(Records for this exercise)

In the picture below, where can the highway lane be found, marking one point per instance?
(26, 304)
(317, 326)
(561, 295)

(End Records for this exercise)
(Records for this exercise)

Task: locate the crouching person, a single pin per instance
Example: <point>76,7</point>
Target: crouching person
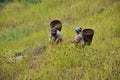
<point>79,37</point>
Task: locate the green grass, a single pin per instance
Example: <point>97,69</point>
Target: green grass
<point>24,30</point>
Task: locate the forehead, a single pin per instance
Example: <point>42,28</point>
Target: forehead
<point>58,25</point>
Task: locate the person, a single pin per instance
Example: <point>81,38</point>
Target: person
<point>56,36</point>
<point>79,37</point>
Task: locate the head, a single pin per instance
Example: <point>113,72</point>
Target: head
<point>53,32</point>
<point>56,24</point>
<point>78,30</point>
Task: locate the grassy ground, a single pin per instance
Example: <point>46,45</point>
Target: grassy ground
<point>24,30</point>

(End Records for this exercise)

Exercise instructions
The answer must consist of each line in the entries above that includes "locate".

Solution to this task
Task: locate the crouching person, a single pin per instance
Task: locate the green grass, a single pin per instance
Task: locate the forehead, a single pin per instance
Task: locate the person, a single pin per instance
Task: locate the head, a single pin per instance
Task: locate the grassy ground, a single pin per instance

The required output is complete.